Challenge
Rename "dirt ground" to "bare soil" everywhere in the entries below. Reproduce every other line without change.

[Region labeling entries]
****************************************

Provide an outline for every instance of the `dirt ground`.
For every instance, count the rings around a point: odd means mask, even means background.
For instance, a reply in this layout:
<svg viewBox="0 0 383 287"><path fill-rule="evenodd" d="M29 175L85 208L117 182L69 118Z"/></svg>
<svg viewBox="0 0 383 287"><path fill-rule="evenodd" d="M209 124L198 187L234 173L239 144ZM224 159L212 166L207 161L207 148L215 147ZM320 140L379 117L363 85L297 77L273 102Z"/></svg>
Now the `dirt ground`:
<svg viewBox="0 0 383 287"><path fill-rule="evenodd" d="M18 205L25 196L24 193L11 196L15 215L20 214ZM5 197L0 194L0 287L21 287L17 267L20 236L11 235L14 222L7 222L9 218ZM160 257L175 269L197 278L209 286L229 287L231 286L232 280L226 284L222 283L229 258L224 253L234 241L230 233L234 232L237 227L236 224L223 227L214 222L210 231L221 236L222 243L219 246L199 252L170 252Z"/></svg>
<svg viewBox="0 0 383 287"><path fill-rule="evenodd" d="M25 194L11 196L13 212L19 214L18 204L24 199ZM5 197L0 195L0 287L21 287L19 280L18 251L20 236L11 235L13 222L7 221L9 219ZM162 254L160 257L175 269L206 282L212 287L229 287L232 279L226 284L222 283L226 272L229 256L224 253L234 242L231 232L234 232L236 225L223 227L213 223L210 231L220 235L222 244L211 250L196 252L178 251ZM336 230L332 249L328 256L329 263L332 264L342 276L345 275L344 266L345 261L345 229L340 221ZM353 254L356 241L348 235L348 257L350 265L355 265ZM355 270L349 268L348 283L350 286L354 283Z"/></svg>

****************************************

The result
Provide an outline for every instance of the `bare soil`.
For every instance, count the rings around a point: odd means mask, even means background.
For instance, a reply in this layout:
<svg viewBox="0 0 383 287"><path fill-rule="evenodd" d="M29 175L85 208L117 182L69 118Z"/></svg>
<svg viewBox="0 0 383 287"><path fill-rule="evenodd" d="M209 124L198 187L234 173L239 144ZM224 159L212 166L207 161L207 148L215 147ZM320 140L379 117L363 85L297 77L273 102Z"/></svg>
Now the `bare soil`:
<svg viewBox="0 0 383 287"><path fill-rule="evenodd" d="M18 205L25 196L24 193L11 196L15 215L20 214ZM5 197L0 194L0 287L21 287L17 267L20 236L11 235L14 222L7 222L9 218ZM160 257L175 269L197 278L209 286L229 287L231 286L232 280L226 284L222 283L229 258L224 253L234 241L230 233L234 232L237 227L236 224L223 227L214 222L210 231L221 236L222 243L219 246L199 252L170 252Z"/></svg>
<svg viewBox="0 0 383 287"><path fill-rule="evenodd" d="M25 194L11 196L13 212L19 214L18 204L24 199ZM5 197L0 195L0 287L21 287L19 280L18 251L20 236L11 235L13 222L7 221L9 219ZM162 254L160 257L175 269L206 282L212 287L229 287L232 279L226 284L222 283L226 272L229 256L224 253L234 242L231 232L234 232L236 225L223 227L213 223L210 231L220 235L222 244L211 250L196 252L178 251ZM336 230L332 249L328 256L329 263L332 264L342 276L345 275L344 266L345 261L345 229L340 221ZM353 254L356 241L348 235L348 257L350 265L355 265ZM355 270L349 268L348 283L350 286L354 283Z"/></svg>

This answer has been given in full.